# RCS install in a Bachmann Annie



## timlee49 (Jan 12, 2008)

G'Day all,

First I should like to express my thanks to Tony Walsham and Greg Elmassian for their help and support.

In this install I have largely followed Peter Thornton’s method of installation, namely a “U” shaped 2mm thick styrene piece to lift the electronics above the Bachmann electronics (I retained the chuff board to amuse the children). 









In the above picture you can see that I have mounted the RCS board toward the back of the “U” shaped board, the receiver of the 2 channel radio control is mounted to the lower top surface of the tender next to the battery compartment for the chuff circuit. The antenna wire runs around the coal opening and is mounted on foam strips as spacers. Underneath the “U” shaped board I mounted the On/Off switch and a glass fuse, I would mount the fuse on top of the board if I had to do it again but I was not sure of the room beside the battery packs. 









In this picture you can see the two battery packs of 6 x AA x 1.2v x 2450mha each, also the piece of styrene attached by more double sided foam tape that protects the ”Chuff” board from accidental shorting by the battery packs. Just under the rear deck of the tender you can see the edge of the RCS board.

I must remove the battery packs from the tender and the batteries from the battery packs for charging but that is a price that I am prepared to pay. 8.5 hours charge time gives me a max. run-time so far of 5 hours switching and medium load running.

This was a simple and quite straight forward installation of a simple and effective radio control system. Even given my health difficulties, I had no trouble making the RCS system work for me.

The first use of the install was at the Golden Spike ceremony of the B.-R.H.T. coy on the 27th of June in front of my family and friends, the system worked flawlessly, in fact my 88 year old mother was the first to operate this locomotive!!!!, that easy. 
I hope that this will help.

Tim


----------



## SteveC (Jan 2, 2008)

Exercise requirements
#1 From the Bachmann Annie install thread, write out everything from "The first use" down to "locomotive!!!!, that easy.".
#2 Answer these from the Bachmann Annie install thread:
(a) How thick is the "U" shaped styrene piece used to lift the electronics?
(b) How many hours of charge time are mentioned?
(c) Who was the first person to operate the locomotive at the Golden Spike ceremony?
#3 Carry on the Bachmann Annie install thread from where it stops.

Record list
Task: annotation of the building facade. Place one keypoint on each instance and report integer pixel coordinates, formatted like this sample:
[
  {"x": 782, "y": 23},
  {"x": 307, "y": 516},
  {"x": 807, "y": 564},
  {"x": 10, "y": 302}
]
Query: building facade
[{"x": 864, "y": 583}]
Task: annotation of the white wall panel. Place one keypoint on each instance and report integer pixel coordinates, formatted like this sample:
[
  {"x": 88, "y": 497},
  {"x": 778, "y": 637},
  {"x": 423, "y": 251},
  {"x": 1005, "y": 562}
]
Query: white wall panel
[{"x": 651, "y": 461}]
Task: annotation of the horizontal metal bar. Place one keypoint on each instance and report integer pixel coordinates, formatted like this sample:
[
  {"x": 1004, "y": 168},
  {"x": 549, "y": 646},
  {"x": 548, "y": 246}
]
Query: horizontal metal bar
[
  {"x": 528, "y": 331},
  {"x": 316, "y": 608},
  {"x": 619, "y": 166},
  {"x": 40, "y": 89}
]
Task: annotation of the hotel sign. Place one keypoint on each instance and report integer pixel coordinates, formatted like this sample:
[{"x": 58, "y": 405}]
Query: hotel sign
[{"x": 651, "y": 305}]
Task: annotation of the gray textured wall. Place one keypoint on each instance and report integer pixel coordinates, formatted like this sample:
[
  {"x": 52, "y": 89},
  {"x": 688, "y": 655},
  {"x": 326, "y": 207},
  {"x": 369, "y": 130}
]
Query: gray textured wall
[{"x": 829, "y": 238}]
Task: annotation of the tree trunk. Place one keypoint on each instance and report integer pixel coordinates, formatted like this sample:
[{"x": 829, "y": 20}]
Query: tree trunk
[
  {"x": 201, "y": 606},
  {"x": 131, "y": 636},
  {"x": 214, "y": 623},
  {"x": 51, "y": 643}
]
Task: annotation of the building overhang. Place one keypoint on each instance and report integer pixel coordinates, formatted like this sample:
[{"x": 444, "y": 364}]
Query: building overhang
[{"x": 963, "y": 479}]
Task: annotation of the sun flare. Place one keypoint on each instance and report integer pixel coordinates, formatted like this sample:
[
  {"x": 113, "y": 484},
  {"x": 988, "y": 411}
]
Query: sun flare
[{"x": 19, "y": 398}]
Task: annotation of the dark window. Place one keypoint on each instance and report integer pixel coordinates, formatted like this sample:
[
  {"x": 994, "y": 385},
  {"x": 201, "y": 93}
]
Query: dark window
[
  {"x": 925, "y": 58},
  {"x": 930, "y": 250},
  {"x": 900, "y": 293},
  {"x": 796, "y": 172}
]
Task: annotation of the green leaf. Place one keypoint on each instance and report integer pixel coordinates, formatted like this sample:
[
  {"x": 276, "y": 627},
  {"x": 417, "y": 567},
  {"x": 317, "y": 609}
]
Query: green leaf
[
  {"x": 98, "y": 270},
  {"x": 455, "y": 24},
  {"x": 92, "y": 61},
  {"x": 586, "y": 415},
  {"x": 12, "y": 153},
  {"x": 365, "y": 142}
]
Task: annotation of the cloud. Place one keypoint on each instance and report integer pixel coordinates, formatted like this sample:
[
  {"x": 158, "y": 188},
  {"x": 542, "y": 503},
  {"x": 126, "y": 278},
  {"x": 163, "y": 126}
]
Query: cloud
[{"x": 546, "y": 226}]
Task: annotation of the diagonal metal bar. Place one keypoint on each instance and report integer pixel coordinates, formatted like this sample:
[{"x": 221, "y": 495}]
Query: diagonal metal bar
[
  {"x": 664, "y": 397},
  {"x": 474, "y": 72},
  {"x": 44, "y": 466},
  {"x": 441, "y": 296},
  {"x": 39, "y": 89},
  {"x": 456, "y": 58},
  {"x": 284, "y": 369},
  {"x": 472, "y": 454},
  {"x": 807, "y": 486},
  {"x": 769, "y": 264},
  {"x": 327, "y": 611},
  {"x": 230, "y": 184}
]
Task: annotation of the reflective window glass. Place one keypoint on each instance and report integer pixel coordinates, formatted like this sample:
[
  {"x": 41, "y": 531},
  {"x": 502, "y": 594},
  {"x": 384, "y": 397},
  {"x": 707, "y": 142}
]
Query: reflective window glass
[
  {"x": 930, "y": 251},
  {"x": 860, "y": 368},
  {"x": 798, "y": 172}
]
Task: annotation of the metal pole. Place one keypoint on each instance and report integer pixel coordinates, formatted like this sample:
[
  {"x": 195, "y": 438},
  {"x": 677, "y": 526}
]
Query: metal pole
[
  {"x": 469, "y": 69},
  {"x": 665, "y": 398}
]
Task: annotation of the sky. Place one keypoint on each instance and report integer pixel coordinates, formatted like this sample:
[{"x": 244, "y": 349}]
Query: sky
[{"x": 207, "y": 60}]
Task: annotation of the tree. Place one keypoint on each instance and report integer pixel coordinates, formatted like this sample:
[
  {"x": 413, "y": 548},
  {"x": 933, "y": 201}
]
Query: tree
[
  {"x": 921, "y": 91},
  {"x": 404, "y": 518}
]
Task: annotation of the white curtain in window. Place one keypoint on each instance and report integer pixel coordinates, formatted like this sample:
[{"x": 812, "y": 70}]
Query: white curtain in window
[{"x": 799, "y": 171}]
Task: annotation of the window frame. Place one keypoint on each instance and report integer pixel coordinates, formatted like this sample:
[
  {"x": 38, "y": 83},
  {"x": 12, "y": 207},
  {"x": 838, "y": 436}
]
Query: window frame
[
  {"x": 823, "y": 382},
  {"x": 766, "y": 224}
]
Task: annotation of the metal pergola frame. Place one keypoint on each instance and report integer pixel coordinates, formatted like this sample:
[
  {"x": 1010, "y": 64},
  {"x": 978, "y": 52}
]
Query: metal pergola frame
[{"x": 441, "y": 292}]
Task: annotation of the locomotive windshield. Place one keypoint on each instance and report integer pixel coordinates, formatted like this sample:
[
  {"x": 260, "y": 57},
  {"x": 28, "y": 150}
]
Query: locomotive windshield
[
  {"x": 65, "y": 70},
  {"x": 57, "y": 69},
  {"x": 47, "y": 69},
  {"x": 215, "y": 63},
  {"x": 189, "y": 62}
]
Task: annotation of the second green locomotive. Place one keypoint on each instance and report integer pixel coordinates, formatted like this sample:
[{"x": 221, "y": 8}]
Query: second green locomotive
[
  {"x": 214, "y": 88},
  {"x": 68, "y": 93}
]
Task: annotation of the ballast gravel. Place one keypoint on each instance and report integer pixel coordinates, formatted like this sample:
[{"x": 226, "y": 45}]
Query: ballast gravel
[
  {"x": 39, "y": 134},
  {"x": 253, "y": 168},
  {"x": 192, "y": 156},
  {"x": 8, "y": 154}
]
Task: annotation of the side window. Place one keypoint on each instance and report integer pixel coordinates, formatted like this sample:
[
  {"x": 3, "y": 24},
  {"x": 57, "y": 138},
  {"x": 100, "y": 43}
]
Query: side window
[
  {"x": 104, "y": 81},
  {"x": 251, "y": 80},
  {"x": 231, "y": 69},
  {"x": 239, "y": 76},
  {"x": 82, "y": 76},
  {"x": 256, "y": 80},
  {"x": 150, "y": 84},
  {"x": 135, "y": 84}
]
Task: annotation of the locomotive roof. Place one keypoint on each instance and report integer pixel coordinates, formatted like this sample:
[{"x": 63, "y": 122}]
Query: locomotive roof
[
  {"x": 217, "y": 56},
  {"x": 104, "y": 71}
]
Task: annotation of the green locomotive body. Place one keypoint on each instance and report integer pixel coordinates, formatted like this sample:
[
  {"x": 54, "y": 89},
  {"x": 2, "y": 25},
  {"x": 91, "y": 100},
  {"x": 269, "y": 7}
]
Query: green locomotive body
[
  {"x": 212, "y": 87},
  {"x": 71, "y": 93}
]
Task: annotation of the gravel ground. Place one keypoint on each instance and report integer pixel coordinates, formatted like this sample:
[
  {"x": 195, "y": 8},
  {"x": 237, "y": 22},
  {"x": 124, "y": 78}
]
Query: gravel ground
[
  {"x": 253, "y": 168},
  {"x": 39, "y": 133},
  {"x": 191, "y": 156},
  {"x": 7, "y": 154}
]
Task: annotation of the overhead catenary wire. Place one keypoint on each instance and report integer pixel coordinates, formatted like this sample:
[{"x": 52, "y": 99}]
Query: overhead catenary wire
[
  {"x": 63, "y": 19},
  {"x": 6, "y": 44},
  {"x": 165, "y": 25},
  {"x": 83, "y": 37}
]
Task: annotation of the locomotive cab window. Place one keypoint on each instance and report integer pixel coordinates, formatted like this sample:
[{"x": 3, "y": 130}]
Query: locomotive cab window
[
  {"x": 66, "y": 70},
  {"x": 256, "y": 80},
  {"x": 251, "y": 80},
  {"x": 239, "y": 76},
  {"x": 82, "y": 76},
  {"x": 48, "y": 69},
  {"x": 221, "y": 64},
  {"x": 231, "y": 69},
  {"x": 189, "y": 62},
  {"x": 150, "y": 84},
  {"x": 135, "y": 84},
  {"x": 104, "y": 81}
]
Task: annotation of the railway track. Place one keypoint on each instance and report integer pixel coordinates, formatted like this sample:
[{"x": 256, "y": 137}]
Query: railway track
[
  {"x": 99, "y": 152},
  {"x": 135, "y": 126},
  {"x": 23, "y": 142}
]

Replies
#1
The first use of the install was at the Golden Spike ceremony of the B.-R.H.T. coy on the 27th of June in front of my family and friends, the system worked flawlessly, in fact my 88 year old mother was the first to operate this locomotive!!!!, that easy.

#2
(a) 2mm
(b) 8.5 hours
(c) The poster's 88 year old mother

#3
Tim

I hope those are the correct pictures in the proper order.


----------



## todd55whit (Jan 2, 2008)

Tim, 
Looks good.


----------



## Greg Elmassian (Jan 3, 2008)

Great result Tim! 

Glad it turned out so well! 

Regards, Greg


----------



## TonyWalsham (Jan 2, 2008)

Hi Tim. 

Thanks for choosing an EVO brand R/C system.


----------



## timlee49 (Jan 12, 2008)

Thank you for the help with the pictures Steve C, no idea what happened there.

Tony you made the decision to use your system easy and if I can do it, anybody can. I hope that you approve of the installation, I know that it is not as neat as your installs but it may be a guide for others hesitating to take the step to do their own.

Thanks to every body on this forum for all the help over all the years.

Tim.


----------



## TonyWalsham (Jan 2, 2008)

Tim. 
Neatness comes with plenty of practice. I have done hndreds of installs in the last 20 years. 

Apart from the fuse location, the only thng I would have done is mount the B2 ESC where I could get at the DIP switches in case I needed to finesse the operation variables. 

Enjoy the freedom of battery R/C.


----------



## Pete Thornton (Jan 2, 2008)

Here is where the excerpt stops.